WHAT IS NEEDED: Rewrite the listing below, putting "mark" in place of every "outline" and keeping everything else the same.

INPUT RECORDS:
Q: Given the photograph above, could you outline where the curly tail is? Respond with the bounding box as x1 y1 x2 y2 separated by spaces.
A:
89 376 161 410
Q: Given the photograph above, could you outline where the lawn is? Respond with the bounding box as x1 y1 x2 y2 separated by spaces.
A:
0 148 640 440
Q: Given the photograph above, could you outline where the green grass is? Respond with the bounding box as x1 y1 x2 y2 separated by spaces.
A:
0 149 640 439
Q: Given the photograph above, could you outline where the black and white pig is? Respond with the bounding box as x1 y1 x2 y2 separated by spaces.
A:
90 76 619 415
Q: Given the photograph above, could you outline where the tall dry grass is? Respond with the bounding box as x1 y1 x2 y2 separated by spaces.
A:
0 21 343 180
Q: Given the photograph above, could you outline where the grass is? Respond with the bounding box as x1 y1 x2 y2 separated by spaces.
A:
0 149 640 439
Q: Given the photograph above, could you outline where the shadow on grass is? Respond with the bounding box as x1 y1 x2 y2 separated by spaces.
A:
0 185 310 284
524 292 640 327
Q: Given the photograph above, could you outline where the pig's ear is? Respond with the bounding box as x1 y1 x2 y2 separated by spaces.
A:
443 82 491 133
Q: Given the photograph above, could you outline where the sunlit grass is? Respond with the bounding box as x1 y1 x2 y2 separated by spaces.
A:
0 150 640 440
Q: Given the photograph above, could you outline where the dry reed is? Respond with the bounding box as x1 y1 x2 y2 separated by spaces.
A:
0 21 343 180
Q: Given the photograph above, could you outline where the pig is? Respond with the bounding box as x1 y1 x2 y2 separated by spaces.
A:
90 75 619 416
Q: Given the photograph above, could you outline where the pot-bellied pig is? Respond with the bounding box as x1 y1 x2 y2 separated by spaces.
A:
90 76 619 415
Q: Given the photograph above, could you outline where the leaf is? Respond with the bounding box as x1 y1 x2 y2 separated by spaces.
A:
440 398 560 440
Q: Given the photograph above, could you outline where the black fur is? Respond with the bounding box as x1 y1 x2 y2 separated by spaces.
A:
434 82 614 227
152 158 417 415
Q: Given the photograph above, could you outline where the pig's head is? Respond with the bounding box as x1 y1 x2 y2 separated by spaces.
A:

FULL ANSWER:
Q: Given the photograph above, could you mark where the curly tail is? Respond with the bounding box as x1 y1 x2 y2 separated by spaces.
A:
89 376 161 410
Q: Given the photograph above, could you mark where the lawn is? Respond with the bounding box as x1 y1 x2 y2 separated by spaces.
A:
0 148 640 440
Q: Given the photograph above, could you mark where the green grass is? Respond with the bounding box as x1 y1 x2 y2 separated by spaces.
A:
0 149 640 439
Q: Given the photograph above, could you mark where the black and white pig is? Respond with the bounding box as x1 y1 x2 y2 separated by spaces.
A:
90 76 619 415
Q: Given the photograph above, could you mark where the tall dry grass is? Respond with the bounding box as x1 y1 x2 y2 separated by spaces.
A:
0 21 343 180
Q: Given the photograph above, could you mark where the grass is? Respond with the bounding box as x1 y1 x2 y2 separated by spaces.
A:
0 149 640 439
Q: Given the photograph above, could you mark where the shadow on grass is? Respond with the bounding box as x1 y1 x2 y2 separated by spaces.
A:
0 185 310 284
524 292 640 327
Q: Given the photograph above, could you mark where the pig's ear is? Respond with the bounding box as x1 y1 x2 y2 separated by spaces.
A:
443 82 491 133
Q: Given the photograph above, could you mark where the sunlit grass is? Respond with the bounding box as x1 y1 x2 y2 separated by spaces.
A:
0 150 640 440
Q: Given the photograph above, could you mark where the dry reed is? Respond with the bounding box as x1 y1 x2 y2 separated by spaces.
A:
0 21 343 180
Q: Given the photograph above, could you mark where the pig is? Respond with the bounding box as x1 y1 x2 y2 separated by spaces.
A:
90 75 619 416
Q: Given the photograph above, could you mark where the pot-bellied pig is? Respond with the bounding box as x1 y1 x2 y2 separated by spaces.
A:
90 76 619 415
Q: Given the photograph above, could you mark where the leaf is? Respond with the bounding box as x1 y1 x2 y2 separated by spaces.
A:
440 398 560 440
Q: Given the photograph above, could you mark where the black fur is? Respond with the bounding box as x1 y1 x2 y2 separated by spaces.
A:
434 82 614 227
152 158 417 415
Q: Given the photograph above, could you mark where the pig's head is? Respond with the bounding box as x1 y1 x2 y2 separated by spaces.
A:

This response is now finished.